▶ _Extrait choisi_
----

« Faire d'un événement, si petit soit-il, la chose la plus délicate du monde, le contraire de faire un drame, ou de faire une histoire. »

Gilles Deleuze, Dialogues

dimanche 12 février 2012

L'école, le nucléaire et la neutralité... 教育と原発と中立性

Ma vive réaction à la visite de l'usine de combustible nucléaire Mitsubishi-Areva à Tokai-mura* par les classes de secondes du lycée franco-japonais de Tokyo le 17 janvier dernier, a été perçue par certaines personnes comme "violente". Je tiens à dire que je ne doute pas un instant de la bonne volonté de tous ceux qui ont contribué à l'organisation de cette sortie. Et que je ne cherche ni polémique inutile, ni buzz à la petite semaine, mais "le contraire de faire une histoire". Cependant, pour revenir sur un commentaire critique, je ne pense pas qu'on puisse faire l'impasse sur la nature de la production d'une usine visitée par une classe parce que le but donné ne serait que découvrir des entreprises et des métiers. Ce serait se priver d'une occasion de réfléchir.

Neige à Tokyo le 18 janvier... 1月18日東京にある

Apprendre après coup le contenu de cette visite dont l'objectif annoncé était donc de "découvrir les métiers scientifiques et technologiques liés à l'énergie" et des "possibilités de carrières internationales", et surtout constater l'absence de mise en perspective par rapport à la situation du Japon, où nous vivons et qui doit faire face à un accident nucléaire majeur depuis le 11 mars, à 270km de Tokyo, cela aussi a été violent. Et vraiment incompréhensible. Pas seulement pour moi puisque l'association de parents d'élèves AF-fcpe a également réagi. 

Cette impression de déni de la réalité** serait en fait dû à un "problème de communication". Chose mieux précisée après coup encore, cette visite s'inscrit dans un projet "Eco-école", sur le thème de l'énergie cette année, et dans ce cadre, divers modes de production d'énergie devraient être présentés, le solaire devant succéder au nucléaire. Ainsi, tandis que l'école affirme son souci de ne s'interdire aucune thématique et de rester neutre, chacun pourra en connaissance de cause exercer son esprit critique. 

Cerisiers sous la neige. A Fukushima, la radioactivité est surnommée neige invisible... 雪の桜。福島では放射能は目に見えない雪だと言われています

Ne s'interdire aucun sujet, c'est très bien mais la neutralité, cela signifie-t-il présenter l'un après l'autre, sur le même plan, divers modes de production d'énergie, le nucléaire, puis le solaire, et ensuite les "bio-carburants" ? Nous sommes nombreux à penser qu'aujourd'hui un tel inventaire est tout sauf neutre. Parce que dans le cas des installations nucléaires, malheureusement, les conséquences d'un accident se font ressentir à des échelles de temps et d'espace que nous ne maîtrisons pas, voire incommensurables. Ici au Japon, dans un pays directement concerné, où la sismicité aiguë augmente fortement les risques, nous sommes bien placés pour le voir.

----

▶ _Lignes de données_
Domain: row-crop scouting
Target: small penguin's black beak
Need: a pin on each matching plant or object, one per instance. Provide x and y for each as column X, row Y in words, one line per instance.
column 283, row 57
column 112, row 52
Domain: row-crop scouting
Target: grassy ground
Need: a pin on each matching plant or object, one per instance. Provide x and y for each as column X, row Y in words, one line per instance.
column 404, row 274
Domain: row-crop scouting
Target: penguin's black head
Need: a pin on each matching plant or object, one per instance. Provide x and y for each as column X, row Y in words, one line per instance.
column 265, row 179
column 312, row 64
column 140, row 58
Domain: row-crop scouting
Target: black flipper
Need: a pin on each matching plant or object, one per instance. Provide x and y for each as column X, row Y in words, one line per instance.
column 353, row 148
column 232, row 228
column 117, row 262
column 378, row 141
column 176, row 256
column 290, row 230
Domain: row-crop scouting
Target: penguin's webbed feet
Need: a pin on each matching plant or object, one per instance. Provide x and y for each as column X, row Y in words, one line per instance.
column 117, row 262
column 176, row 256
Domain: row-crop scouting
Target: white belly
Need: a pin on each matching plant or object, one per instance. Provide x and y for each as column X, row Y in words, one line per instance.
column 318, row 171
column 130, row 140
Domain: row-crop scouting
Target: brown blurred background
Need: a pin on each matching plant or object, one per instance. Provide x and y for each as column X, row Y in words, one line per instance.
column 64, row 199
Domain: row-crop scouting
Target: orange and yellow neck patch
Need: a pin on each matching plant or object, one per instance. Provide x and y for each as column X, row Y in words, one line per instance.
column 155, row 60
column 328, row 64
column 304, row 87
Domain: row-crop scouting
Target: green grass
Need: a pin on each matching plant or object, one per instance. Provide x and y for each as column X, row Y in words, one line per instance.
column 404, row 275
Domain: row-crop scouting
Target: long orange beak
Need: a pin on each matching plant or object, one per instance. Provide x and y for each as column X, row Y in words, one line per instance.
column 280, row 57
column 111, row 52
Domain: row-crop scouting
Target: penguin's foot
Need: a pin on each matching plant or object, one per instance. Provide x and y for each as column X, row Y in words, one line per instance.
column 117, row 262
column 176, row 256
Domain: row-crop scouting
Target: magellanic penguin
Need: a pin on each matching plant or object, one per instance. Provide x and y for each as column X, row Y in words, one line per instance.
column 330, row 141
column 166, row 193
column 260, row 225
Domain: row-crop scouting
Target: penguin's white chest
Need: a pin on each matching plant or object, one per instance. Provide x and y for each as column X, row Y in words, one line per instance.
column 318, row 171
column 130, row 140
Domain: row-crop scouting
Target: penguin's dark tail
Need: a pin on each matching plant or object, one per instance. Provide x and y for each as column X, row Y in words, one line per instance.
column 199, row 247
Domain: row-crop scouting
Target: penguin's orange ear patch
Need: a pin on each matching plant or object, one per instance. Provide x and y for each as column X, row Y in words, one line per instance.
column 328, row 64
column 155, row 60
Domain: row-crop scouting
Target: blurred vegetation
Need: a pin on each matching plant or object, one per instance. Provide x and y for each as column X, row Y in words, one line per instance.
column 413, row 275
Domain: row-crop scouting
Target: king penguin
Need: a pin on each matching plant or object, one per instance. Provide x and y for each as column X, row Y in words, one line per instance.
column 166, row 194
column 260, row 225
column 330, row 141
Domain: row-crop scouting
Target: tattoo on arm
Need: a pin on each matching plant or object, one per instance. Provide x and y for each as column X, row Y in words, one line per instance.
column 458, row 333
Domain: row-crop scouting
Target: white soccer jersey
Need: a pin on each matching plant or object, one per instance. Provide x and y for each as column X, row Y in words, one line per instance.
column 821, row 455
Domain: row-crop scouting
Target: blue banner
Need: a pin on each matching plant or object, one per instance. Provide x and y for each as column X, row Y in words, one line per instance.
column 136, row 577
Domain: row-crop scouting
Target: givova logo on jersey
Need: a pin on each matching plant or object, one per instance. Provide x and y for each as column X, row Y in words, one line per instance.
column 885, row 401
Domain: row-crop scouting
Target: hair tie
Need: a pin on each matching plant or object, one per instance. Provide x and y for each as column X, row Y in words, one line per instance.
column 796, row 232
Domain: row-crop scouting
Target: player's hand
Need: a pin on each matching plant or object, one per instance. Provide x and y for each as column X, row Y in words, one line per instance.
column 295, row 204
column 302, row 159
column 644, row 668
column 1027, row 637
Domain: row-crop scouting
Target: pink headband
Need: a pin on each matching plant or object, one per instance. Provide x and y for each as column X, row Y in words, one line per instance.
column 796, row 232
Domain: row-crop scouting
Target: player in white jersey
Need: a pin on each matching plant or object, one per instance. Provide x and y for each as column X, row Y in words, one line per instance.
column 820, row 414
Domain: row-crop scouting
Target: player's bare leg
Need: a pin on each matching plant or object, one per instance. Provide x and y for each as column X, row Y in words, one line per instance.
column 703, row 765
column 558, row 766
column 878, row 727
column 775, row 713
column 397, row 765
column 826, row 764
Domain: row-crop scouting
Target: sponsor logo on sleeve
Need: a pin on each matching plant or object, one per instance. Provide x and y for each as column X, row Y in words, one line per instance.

----

▶ _Consignes à suivre_
#1 Recopiez l'extrait sur la visite de l'usine nucléaire entre « Ma vive réaction » et « occasion de réfléchir. », bornes incluses.
#2 D'après l'extrait sur la visite de l'usine nucléaire, à quelle distance de Tokyo se situe l'accident nucléaire majeur survenu le 11 mars ?
#3 Prolongez l'extrait sur la visite de l'usine nucléaire à partir de sa dernière phrase.
Les lignes n'ont aucun lien avec l'extrait sur la visite de l'usine nucléaire.

▶ _Liste des réponses_
#1
Ma vive réaction à la visite de l'usine de combustible nucléaire Mitsubishi-Areva à Tokai-mura* par les classes de secondes du lycée franco-japonais de Tokyo le 17 janvier dernier, a été perçue par certaines personnes comme "violente". Je tiens à dire que je ne doute pas un instant de la bonne volonté de tous ceux qui ont contribué à l'organisation de cette sortie. Et que je ne cherche ni polémique inutile, ni buzz à la petite semaine, mais "le contraire de faire une histoire". Cependant, pour revenir sur un commentaire critique, je ne pense pas qu'on puisse faire l'impasse sur la nature de la production d'une usine visitée par une classe parce que le but donné ne serait que découvrir des entreprises et des métiers. Ce serait se priver d'une occasion de réfléchir.

#2 À 270 km de Tokyo.

#3
Aller visiter des installations nucléaires, nous ne sommes pas contre, mais il nous semble qu'on ne peut s'épargner ni la prise en compte des données contextuelles (c'est vraiment un minimum), ni même une réflexion de fond (qui ne veut pas dire une pensée unanimiste), par exemple autour des fameux trois E (economy, environmental conservation, energy independance). 

Ceci en guise d'épilogue sur un sujet important et sensible.                          Je me réserve le droit de supprimer les commentaires insultants ou déplacés.

* La destination annoncée aux élèves était Tsukuba qui évoque pour ceux qui résident au Japon une université et une technopole. Le nom de Tokai-mura suscite d'autres évocations puisque cet endroit "is specifically well know as the birthplace of atomic power in Japan", dixit la brochure ramenée. En effet, la première centrale nucléaire japonaise y a été mise en activité en 1963. Puis autour de celle-ci, se sont concentrés centres de recherche et industries liés à l'énergie atomique, tels plusieurs sites de fabrication de combustible. Pour ceux qui sont depuis plusieurs années au Japon, Tokai-mura évoque surtout le lieu où se produisit un sérieux accident de criticité dans une de ces usines, JCO, en septembre 1999, qui fit deux morts et plusieurs centaines de personnes irradiées.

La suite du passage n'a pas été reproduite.